:: Metin parçası ::
• Sonuç bulunamadı

4. MİMARLIKTA YAPI VE YAPIM TEKNOLOJİLERİ (MYYT)

4.2 Mimarlıkta Yapı ve Yapım Teknolojileri (MYYT) Eğitiminde Ele Alınan

Mimarlıkta detay kavramı “Dictionary of architecture and construction” adlı sözlükte birinci anlam olarak mimari tasarım veya konseptin küçük bir bölümü olarak belirtilmiş olup, ikinci maddede ise elemanların ve malzemelerin tasarımını, yerini, kompozisyonunu ve korelasyonunu detaylı olarak gösteren başka bir çizimin bir kısmının daha büyük ölçekte çizimi şeklinde tanımlanmıştır (Harris, 2006). Mimari tasarım süreci içerisinde mimari detay kavramının tanımına yönelik literatürde birçok farklı bakış açısı yer almaktadır. Edward Ford’un the Architectural Detail kitabında, detay nedir sorusuna karşılık sorduğu diğer sorular bu farklı bakış açılarını gruplar niteliktedir. Ford’a göre detay, Mimari tasarım sürecinin sonunda ortaya çıktığı için içerisinde bir miktar daha teknik bilgi barındıran küçük ölçekli bir çizim olarak değerlendirilebildiği gibi, geleneksel mimari içerisinde süsleme için sadece bir anahtar kelime olarak da görülebilmektedir. Ayrıca Peter Cook, Zaha Hadid ve Greg Lynn gibi mimarların iddia ettiği gibi detay, bir fetiş olarak da tanımlanabilmektedir (Ford, 2011).

:: Sağlanan veriler ::

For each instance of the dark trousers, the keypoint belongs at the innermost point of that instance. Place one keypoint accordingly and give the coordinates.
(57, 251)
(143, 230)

:: Yapılacak işler ::
**A)** Mimari detay konulu metne göre detayın bir fetiş olarak tanımlanabileceğini hangi mimarlar iddia etmiştir?
**B)** Mimari detay konulu metni son cümlesinden sonra devam ettirin.

:: Görev yanıtları ::
**A)** Peter Cook, Zaha Hadid ve Greg Lynn.

**B)**
Detayın tanımına yönelik değişik bakış açılarının farklı bir sınıflandırmasını, Detail dergisinde Christian Schittich’in 2000 yılında yapmış olduğu yayının incelenmesi ile de yapmak mümkündür. Bu yazıda mimarlık alanının farklı bölümlerinde rol alan kişilerin detaya ve detaylandırmaya yönelik bakış açıları derlenmiştir. Bu tanımlamalar, her biri birbirinden farklı ağırlıkta olmak üzere kuramsal ve teknolojik bakış açıları içermektedir ayrıca tanımlamalarda bütünsellik ve özgünlüğe yönelik belirgin bakış açısı farkları söz konusudur, hatta bazı tanımlamalar birbirini reddeder niteliktedir.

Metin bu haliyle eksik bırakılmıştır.